Task to carry out - Repeat the entries word for word. Leave nothing out.

Records for the exercise -
== Segment start ==

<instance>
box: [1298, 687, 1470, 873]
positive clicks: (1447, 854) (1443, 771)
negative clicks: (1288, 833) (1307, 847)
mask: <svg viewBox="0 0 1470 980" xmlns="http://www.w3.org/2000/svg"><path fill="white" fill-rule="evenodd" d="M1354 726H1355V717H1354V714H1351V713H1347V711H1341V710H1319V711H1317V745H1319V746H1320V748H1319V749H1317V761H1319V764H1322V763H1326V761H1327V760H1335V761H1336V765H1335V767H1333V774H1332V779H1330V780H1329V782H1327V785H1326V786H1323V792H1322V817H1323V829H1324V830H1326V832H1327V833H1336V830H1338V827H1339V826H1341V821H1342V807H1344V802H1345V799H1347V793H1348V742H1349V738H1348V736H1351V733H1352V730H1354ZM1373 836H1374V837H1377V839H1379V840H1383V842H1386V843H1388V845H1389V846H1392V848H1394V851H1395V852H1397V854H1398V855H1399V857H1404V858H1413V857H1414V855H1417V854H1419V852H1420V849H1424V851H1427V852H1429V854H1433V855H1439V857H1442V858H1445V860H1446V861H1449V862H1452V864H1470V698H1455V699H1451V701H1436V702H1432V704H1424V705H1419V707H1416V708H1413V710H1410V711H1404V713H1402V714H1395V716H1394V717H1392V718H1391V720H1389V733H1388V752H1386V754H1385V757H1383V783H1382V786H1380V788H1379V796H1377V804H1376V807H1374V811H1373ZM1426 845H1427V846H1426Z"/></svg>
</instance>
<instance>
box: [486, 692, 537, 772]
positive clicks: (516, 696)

== Segment end ==

Task solution -
<instance>
box: [1298, 687, 1470, 873]
positive clicks: (1447, 854) (1443, 771)
negative clicks: (1288, 833) (1307, 847)
mask: <svg viewBox="0 0 1470 980" xmlns="http://www.w3.org/2000/svg"><path fill="white" fill-rule="evenodd" d="M1354 726H1355V717H1354V714H1351V713H1347V711H1341V710H1319V711H1317V745H1319V746H1320V748H1319V749H1317V761H1319V764H1322V763H1326V761H1327V760H1335V761H1336V765H1335V767H1333V774H1332V779H1330V780H1329V782H1327V785H1326V786H1323V792H1322V817H1323V829H1324V830H1326V832H1327V833H1336V830H1338V827H1339V826H1341V821H1342V807H1344V802H1345V799H1347V793H1348V742H1349V738H1348V736H1351V733H1352V730H1354ZM1373 836H1374V837H1377V839H1379V840H1383V842H1386V843H1388V845H1389V846H1392V848H1394V851H1395V852H1397V854H1398V855H1399V857H1404V858H1413V857H1414V855H1417V854H1419V852H1420V849H1424V851H1427V852H1429V854H1433V855H1439V857H1442V858H1445V860H1446V861H1449V862H1452V864H1470V698H1455V699H1451V701H1436V702H1432V704H1424V705H1419V707H1416V708H1413V710H1410V711H1404V713H1402V714H1395V716H1394V717H1392V718H1391V720H1389V733H1388V752H1386V754H1385V757H1383V783H1382V786H1380V788H1379V796H1377V804H1376V807H1374V811H1373ZM1426 845H1427V846H1426Z"/></svg>
</instance>
<instance>
box: [486, 692, 537, 772]
positive clicks: (516, 696)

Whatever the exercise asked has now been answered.